• [Goal 1]:
Can you repeat the passage on the multiaudio driver API word for word, between "A ping-pong type" and "may be required.", inclusive?

• [Text segment]:
- - - -

Coincidentally, BeOS is also known for high speed and
bandwith capabilities. In particular, the new multiaudio
driver API takes full advantage of BeOS's superior speed and
bandwidth.


Multi

Not all of you may be familiar with the multiaudio API, as
it's intended only for driver writers. User level add-ons
and applications will talk to the multiaudio node, or
"multinode" as it's called. The advantage of the multiaudio
API over other APIs (such as legacy and game) is that it's
ideally suited for professional and semiprofessional audio
cards. These cards generally have more inputs and outputs,
higher sampling rates (typically 48Khz or 96Khz), and
greater bit depths (up to 32 bits per sample) than typical
game sound cards. They may also have support for other audio
formats such as S/PDIF and ADAT. The "complete"
documentation for the driver API is included in three files:
multi_audio.h, multi_audio.gb, and multi_audio.txt. To get
these files, write to trinity@be.com. Without rehashing all
the information in the files, I'd like to hit the highlights
of the new API.


Highlights

The API is different from the other audio APIs in that
read/write calls are combined into a single ioctl,
B_MULTI_BUFFER_EXCHANGE. This call is synchronous -- it
returns after playback data has been transferred (or queued)
and capture data (if any) is present in the capture buffer.
A ping-pong type of buffer management normally used -- one
buffer is being played (or filled with capture data) while a
second buffer is being prepared. In some cases, a ring
buffer may be required.

Another area of interest is the mixer ioctls. Extensible
mixer implementation is tricky, and this API is no
exception. However, the burden is now off the driver writer
and on the node and add-on writers instead. That's good news
for us driver writers. (There should be example code in the
future to make nodes and add-ons easier too.) The ioctls
B_MULTI_LIST_MIX_CHANNELS, B_MULTI_LIST_MIX_CONTROLS, and
B_MULTI_LIST_MIX_CONNECTIONS return mixer components
associated with the device. This allows the mixer GUI and
implementation to be handled by the user mode components.


Masters

One item that's slightly different from the documentation is
the ganging together of controls. The multi_mix_control
structure has a member named "master." It is intended that
this value be 0 if the control is not slaved. If it is
ganged, then the ID of the master control goes here. In
order to facilitate the implementation of parameter webs, I
suggest that the master control use its own control ID here
and not 0. This reduces to using 0 if the control is not
ganged or slaved, and the master control ID if it is. The
documentation will be updated to reflect these changes.

- - - -

• [Goal 2]:
Will you revise the listing between the line holding "the man standing" and the end of the listing, inclusive, so that "cliff face" becomes "rock face" and nothing else changes, and return only those lines?

(Stored items in a collection)
- - - -

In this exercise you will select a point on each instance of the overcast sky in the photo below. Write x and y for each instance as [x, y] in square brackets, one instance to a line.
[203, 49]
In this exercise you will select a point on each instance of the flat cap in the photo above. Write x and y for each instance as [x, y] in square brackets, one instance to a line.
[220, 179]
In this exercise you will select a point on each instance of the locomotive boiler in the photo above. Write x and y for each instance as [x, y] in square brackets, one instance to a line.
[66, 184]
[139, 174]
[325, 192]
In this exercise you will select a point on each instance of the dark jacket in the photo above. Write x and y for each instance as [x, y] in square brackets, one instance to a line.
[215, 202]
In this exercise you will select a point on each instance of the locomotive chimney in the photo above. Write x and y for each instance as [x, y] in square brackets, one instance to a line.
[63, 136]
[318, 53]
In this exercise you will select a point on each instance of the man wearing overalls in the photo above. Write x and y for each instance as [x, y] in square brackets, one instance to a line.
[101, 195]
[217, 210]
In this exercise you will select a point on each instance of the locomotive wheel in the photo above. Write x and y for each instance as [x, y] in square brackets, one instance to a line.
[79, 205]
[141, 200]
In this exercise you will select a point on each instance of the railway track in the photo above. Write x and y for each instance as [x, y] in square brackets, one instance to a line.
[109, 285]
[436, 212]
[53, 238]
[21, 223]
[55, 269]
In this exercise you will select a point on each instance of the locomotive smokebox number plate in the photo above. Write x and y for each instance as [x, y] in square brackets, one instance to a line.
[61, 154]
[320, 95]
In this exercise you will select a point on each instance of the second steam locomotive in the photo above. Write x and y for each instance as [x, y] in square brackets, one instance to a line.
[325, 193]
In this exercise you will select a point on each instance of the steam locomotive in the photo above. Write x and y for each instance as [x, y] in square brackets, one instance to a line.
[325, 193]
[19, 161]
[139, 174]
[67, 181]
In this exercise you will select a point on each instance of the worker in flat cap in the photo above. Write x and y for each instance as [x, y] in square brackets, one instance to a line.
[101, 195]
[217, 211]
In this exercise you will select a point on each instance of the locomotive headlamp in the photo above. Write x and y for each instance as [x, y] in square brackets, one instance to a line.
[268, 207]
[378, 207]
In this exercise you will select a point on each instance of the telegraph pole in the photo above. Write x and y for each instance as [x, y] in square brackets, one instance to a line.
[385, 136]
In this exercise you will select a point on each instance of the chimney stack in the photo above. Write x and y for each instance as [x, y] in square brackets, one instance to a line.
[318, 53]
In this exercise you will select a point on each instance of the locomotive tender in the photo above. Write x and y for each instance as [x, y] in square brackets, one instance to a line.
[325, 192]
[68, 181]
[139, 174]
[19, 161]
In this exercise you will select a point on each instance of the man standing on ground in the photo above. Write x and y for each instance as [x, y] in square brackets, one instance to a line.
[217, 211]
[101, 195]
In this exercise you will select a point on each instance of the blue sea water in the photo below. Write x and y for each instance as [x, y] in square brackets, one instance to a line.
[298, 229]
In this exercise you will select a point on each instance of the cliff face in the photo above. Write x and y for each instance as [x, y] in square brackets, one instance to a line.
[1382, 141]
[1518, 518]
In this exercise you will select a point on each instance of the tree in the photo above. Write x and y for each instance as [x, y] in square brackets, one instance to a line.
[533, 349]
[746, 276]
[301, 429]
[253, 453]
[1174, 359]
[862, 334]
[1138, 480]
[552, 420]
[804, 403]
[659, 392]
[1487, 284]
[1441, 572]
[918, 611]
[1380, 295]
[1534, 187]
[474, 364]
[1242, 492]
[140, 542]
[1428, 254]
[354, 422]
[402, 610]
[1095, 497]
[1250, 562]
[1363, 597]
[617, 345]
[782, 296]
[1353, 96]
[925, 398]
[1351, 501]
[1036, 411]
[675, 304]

- - - -

• [Written response 1]:
A ping-pong type of buffer management normally used -- one
buffer is being played (or filled with capture data) while a
second buffer is being prepared. In some cases, a ring
buffer may be required.

• [Written response 2]:
In this exercise you will select a point on each instance of the man standing on ground in the photo above. Write x and y for each instance as [x, y] in square brackets, one instance to a line.
[217, 211]
[101, 195]
In this exercise you will select a point on each instance of the blue sea water in the photo below. Write x and y for each instance as [x, y] in square brackets, one instance to a line.
[298, 229]
In this exercise you will select a point on each instance of the rock face in the photo above. Write x and y for each instance as [x, y] in square brackets, one instance to a line.
[1382, 141]
[1518, 518]
In this exercise you will select a point on each instance of the tree in the photo above. Write x and y for each instance as [x, y] in square brackets, one instance to a line.
[533, 349]
[746, 276]
[301, 429]
[253, 453]
[1174, 359]
[862, 334]
[1138, 480]
[552, 420]
[804, 403]
[659, 392]
[1487, 284]
[1441, 572]
[918, 611]
[1380, 295]
[1534, 187]
[474, 364]
[1242, 492]
[140, 542]
[1428, 254]
[354, 422]
[402, 610]
[1095, 497]
[1250, 562]
[1363, 597]
[617, 345]
[782, 296]
[1353, 96]
[925, 398]
[1351, 501]
[1036, 411]
[675, 304]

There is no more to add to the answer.